A recent Victorian Civil and Administrative Tribunal (VCAT) decision has provided welcome guidance on the right under Victorian law for tour operators to deduct overheads from amounts to be refunded to consumers for cancelled travel.

Background

Quinn v Hay Events Pty Ltd considered the obligation for an event organiser to refund an $11,013.71 deposit paid by a couple for their wedding reception which was unable to be held due to Covid-19 gathering restrictions.

The organiser offered to refund the couple $8,733.00 and to retain $3,191.00 from the deposit. The offer was not accepted, which resulted in the couple making an application to VCAT for relief.

  • Although the contract between the parties contained a force majeure clause, this was not relied upon by either party. Rather, VCAT found that Covid-19 and the consequential disruption was an unforeseen event which rendered performance of the contract radically different from what was intended by the parties. In other words, the contract was frustrated.

The law

At common law, frustration discharges a contract and prior payments cannot be recovered. This effectively means a customer is not entitled to any refund where a contract has been frustrated.

Legislation in Victoria, South Australia and New South Wales modifies the common law by making payments open to adjustment between the parties. Corresponding legislation does not exist in Queensland, Western Australia or Tasmania.

The relevant legislation modifying the common law position in Victoria is the Australian Consumer Law and Fair Trading Act 2012 (the Act), and particularly sections 36 – 39 of the Act.

Section 36 of the Act specifies that all amounts paid by a consumer before the time of discharge are recoverable. In other words, the operator would need to refund 100% of amounts paid by the consumer.

However, section 37 gives the court a discretion to allow a party "who has incurred expenses before the time of discharge in or for the purpose of the performance of the contract to retain ... an amount not exceeding the expenses incurred" if the court "considers it just to do so having regard to all the circumstances".

Further, section 39 operates such that in estimating the amount of expenses incurred, the court "may include an amount that appears reasonable for (a) overhead expenses; and (b) work or services performed personally by the [operator]".

How are sections 37 and 39 of the Act to be applied?

Are Covid-19 disruptions such that it would be just to allow recovery of expenses?

VCAT considered Covid-19 related disruptions to be such that it would be just to allow the event organiser to retain amounts not exceeding expenses incurred.

How are expenses to be calculated?

According to the VCAT decision, section 39 makes it plain that a tribunal or court is to estimate expenses that appear reasonable. VCAT said that this "is distinct from it only being empowered to award expenses and overheads that are strictly proved".

Application

In the case of the disrupted wedding, VCAT held that the event organiser was clearly entitled to third party expenses incurred.

■ **Activity**:
Continue the article on the VCAT refund decision, starting right after its final sentence.

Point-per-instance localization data
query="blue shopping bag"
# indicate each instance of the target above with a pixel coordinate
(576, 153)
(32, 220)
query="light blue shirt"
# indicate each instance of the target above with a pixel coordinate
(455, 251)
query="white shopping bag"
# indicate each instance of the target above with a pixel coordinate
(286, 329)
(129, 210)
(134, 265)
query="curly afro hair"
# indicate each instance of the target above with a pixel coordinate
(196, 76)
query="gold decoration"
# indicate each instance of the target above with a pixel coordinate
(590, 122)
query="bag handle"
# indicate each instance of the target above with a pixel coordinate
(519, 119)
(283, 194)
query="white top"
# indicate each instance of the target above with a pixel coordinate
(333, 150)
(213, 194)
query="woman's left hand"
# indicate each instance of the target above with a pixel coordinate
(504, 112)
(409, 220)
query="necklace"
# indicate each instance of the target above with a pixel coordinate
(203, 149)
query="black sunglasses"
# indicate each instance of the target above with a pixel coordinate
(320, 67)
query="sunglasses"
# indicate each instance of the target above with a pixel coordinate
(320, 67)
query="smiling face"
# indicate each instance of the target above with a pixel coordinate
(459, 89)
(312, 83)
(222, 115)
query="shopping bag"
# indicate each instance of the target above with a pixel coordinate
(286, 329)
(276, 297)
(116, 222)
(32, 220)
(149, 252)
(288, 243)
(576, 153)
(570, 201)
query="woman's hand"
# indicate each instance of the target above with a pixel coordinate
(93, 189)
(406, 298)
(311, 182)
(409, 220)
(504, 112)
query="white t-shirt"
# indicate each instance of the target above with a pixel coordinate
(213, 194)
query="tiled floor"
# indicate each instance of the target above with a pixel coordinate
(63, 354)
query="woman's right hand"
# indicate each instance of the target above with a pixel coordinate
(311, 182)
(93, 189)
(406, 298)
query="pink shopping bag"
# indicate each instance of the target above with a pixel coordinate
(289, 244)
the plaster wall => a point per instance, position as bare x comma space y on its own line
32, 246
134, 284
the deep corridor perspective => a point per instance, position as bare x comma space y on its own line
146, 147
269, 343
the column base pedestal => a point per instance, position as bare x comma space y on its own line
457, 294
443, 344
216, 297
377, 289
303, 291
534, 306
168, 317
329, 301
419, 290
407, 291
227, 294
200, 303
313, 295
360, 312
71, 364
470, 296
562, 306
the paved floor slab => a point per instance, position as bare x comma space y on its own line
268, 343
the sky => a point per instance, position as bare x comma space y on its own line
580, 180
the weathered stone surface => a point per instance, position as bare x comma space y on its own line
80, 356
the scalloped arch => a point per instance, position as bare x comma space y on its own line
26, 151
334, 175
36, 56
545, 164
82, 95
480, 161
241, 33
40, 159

■ **Exercise output**:
As to overheads, VCAT found that it was reasonable to estimate expenses from items identified as overheads in the event organiser's financial accounts. This included items such as rent, IT, telephones, advertising, cleaning, taxes, consulting fees (presumably, wages would fall into this category), insurance, utilities, depreciation, and accounting.

Overheads amounted to 22.9% of the event organiser's revenue. However VCAT decided it was not reasonable to allow the organiser to retain 22.9% of the total booking value because the contract had only been in effect for 4 months prior to it being discharged.

Accordingly, VCAT allowed the organiser to retain 7.65% of the total booking value for overheads – i.e., [23.9% x (4/12 months)].

Upshots

Where Victorian-based operators are relying on frustration (as opposed to booking conditions) to determine obligations to refund, VCAT's decision suggests that the operator can retain the following amounts from payments made by consumers:

  • Third party expenses that can be quantified
  • Overheads as a general percentage of revenue (with an adjustment determined by the period the contract was in effect).

In other words: (a) there is no requirement to prove overheads were specifically incurred for a particular booking; and (b) it is reasonable to apply overheads across all bookings. However, an adjustment should be made to overhead expenses for a specific booking determined by how long the contract was in effect.

For example, if a booking was made on 1 July 2019 and the contract was considered discharged for frustration on 1 April 2020, then it would be reasonable for the operator to retain 9/12th of its general overheads as a percentage revenue.

Although VCAT is a lower-level jurisdiction and VCAT decisions do not hold significant weight in terms of setting precedent, the decision provides welcome guidance on how the courts may apply the Act to allow tour operators to deduct overhead expenses (in addition to quantified third party expenses) from refunds due to customers where travel has been disrupted due to Covid-19 restrictions.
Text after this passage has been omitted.